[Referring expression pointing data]
####
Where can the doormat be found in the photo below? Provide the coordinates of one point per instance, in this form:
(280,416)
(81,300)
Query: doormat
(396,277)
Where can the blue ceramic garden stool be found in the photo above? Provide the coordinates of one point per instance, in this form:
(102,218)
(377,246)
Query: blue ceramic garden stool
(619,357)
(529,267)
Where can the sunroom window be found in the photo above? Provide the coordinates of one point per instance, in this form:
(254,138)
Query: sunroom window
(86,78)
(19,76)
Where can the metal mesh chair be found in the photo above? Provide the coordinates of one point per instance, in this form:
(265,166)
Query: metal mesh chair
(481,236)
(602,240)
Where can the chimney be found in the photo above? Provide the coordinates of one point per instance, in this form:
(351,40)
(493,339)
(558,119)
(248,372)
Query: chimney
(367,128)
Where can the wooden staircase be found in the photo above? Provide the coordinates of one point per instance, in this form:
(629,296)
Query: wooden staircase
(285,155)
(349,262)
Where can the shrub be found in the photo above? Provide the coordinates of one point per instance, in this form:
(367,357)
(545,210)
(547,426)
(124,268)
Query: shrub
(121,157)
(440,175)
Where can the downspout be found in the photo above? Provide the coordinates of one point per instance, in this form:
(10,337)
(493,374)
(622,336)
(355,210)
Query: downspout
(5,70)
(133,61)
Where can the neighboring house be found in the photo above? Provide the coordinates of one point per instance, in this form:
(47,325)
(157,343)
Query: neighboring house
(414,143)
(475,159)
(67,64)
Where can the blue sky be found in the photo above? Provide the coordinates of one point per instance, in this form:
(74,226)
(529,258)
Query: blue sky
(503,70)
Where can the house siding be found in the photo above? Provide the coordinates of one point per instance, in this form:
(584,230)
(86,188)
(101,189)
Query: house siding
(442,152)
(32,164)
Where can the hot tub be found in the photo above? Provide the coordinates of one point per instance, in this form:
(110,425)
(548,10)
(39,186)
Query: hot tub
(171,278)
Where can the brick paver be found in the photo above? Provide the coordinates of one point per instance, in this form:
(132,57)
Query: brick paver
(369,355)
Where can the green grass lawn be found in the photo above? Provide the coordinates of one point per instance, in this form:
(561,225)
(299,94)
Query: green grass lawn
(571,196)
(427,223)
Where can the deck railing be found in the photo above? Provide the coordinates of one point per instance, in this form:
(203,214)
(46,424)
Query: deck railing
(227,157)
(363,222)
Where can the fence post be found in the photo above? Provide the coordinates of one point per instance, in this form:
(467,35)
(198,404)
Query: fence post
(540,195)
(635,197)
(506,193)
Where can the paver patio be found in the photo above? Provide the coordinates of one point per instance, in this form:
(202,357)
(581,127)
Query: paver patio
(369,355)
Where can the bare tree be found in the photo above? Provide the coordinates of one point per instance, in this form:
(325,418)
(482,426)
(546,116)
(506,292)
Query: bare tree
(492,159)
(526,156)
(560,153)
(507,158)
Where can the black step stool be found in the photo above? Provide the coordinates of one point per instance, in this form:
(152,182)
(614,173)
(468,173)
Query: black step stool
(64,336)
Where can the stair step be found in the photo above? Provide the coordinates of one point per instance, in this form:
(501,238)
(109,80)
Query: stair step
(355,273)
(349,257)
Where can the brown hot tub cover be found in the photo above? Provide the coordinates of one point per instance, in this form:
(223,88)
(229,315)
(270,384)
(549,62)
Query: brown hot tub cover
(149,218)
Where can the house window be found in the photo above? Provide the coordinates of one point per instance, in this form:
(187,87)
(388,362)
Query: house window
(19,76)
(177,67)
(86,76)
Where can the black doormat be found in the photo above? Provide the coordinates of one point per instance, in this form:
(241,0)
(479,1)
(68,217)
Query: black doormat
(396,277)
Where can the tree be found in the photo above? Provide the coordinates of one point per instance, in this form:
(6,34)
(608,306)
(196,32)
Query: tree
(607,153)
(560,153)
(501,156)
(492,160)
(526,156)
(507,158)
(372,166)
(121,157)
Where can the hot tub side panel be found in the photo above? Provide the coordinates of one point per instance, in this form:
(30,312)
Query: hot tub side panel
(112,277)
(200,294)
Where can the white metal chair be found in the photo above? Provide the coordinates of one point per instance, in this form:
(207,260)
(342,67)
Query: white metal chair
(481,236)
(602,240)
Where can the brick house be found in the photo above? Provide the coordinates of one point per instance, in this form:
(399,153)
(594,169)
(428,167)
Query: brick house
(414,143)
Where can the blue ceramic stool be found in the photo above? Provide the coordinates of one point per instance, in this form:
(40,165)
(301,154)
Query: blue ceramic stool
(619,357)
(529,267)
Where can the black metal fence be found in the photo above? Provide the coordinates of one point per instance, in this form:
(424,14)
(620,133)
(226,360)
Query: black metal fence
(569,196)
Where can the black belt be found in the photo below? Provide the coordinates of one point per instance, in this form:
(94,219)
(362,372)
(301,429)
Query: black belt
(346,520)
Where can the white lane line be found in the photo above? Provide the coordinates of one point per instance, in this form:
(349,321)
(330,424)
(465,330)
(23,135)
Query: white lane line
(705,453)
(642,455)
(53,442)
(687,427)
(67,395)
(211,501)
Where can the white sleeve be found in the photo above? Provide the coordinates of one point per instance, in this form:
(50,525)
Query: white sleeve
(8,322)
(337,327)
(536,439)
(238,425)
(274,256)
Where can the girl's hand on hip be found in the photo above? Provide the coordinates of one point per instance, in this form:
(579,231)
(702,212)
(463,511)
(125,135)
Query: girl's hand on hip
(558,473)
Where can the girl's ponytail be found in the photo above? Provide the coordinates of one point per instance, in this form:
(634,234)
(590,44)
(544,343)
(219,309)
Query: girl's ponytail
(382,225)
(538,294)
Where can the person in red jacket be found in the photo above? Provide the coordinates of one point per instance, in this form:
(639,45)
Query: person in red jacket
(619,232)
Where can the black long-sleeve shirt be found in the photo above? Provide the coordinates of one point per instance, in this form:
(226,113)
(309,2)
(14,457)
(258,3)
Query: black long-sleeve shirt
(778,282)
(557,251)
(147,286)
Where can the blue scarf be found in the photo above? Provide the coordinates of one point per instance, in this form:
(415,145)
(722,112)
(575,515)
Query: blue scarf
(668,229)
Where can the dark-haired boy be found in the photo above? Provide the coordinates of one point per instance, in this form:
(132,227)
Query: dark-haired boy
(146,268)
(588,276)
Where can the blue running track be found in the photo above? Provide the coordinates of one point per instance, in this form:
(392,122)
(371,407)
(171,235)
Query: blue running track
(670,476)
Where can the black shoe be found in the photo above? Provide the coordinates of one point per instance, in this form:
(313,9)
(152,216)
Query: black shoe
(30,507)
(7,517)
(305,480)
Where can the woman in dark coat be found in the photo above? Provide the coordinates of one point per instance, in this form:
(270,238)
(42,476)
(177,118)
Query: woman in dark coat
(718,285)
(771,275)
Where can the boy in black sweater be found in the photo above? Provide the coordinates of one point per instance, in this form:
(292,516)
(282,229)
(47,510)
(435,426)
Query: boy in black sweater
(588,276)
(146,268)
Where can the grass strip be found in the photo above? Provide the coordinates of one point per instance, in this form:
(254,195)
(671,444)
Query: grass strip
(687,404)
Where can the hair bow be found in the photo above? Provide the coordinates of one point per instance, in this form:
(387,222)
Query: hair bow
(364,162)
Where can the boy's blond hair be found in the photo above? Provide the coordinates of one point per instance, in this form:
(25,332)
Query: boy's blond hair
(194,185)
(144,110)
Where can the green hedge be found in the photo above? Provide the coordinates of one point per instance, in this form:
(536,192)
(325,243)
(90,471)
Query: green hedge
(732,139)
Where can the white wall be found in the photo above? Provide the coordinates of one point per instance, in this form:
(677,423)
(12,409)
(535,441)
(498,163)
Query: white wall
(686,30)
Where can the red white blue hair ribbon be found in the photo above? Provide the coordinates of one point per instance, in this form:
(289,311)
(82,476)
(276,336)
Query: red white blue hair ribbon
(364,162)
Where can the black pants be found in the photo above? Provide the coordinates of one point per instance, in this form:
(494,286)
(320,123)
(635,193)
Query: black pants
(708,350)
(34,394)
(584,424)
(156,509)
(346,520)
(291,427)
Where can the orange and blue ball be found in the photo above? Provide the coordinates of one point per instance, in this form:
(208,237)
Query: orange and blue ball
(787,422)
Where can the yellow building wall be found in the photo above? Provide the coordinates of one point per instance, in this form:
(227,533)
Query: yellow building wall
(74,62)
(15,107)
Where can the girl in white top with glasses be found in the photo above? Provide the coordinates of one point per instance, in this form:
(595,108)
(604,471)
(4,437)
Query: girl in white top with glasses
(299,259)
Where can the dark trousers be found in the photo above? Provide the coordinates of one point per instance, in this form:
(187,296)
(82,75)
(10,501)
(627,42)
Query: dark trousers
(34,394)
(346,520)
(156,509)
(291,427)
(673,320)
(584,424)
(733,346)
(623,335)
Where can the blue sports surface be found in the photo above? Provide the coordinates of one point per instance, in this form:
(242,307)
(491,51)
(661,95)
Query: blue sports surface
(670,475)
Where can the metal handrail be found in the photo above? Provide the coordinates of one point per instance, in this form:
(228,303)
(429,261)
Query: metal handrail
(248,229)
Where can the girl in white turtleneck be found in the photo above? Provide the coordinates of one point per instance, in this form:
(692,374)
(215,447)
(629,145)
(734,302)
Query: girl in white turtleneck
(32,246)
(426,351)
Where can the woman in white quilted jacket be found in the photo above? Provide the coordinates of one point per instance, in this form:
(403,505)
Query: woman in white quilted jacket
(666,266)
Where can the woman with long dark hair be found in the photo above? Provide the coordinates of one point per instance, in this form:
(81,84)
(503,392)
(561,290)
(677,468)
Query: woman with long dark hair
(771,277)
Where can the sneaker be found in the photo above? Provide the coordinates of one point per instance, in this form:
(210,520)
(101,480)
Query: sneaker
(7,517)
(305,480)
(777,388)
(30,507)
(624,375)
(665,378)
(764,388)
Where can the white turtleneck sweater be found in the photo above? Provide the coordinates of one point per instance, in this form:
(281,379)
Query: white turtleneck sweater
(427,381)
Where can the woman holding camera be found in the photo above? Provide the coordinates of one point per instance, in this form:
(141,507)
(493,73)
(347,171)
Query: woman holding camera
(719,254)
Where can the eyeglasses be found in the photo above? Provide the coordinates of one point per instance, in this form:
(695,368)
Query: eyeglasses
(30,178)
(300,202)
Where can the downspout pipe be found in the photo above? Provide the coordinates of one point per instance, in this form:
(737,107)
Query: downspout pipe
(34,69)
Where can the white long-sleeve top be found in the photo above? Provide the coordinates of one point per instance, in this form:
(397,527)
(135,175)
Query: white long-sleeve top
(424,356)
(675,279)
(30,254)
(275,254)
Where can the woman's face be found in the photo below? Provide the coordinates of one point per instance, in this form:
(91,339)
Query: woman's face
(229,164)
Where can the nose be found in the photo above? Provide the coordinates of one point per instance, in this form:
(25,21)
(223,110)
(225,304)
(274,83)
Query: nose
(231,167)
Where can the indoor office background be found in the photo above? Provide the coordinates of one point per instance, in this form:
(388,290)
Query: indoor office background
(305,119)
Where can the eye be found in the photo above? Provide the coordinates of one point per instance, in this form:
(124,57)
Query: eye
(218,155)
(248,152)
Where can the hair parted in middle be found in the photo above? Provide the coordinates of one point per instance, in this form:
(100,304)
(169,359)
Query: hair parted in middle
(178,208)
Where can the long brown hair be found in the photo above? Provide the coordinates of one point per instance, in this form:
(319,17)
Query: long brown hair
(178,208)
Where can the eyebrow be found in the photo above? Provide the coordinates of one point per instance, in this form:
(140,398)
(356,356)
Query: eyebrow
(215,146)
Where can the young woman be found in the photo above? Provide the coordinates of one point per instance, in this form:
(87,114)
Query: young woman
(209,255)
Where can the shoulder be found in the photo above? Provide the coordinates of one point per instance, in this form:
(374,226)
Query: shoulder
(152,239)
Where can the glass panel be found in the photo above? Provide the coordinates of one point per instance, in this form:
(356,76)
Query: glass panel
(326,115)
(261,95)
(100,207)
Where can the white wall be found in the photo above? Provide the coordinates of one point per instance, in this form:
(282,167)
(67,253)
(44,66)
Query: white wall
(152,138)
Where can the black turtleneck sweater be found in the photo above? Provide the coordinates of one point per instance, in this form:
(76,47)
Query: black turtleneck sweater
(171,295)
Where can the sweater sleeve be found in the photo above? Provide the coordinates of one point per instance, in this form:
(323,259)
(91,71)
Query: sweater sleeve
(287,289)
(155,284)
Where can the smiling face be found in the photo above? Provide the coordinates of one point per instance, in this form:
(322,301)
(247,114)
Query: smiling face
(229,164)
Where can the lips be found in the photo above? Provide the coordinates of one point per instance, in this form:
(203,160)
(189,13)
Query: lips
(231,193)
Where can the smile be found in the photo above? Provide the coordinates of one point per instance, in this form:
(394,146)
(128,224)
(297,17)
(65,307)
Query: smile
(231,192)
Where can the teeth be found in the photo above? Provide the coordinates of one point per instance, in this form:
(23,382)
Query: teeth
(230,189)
####
Activity
Line count for "below": report how many lines in the data above include it, with no other words.

Answer to this task
3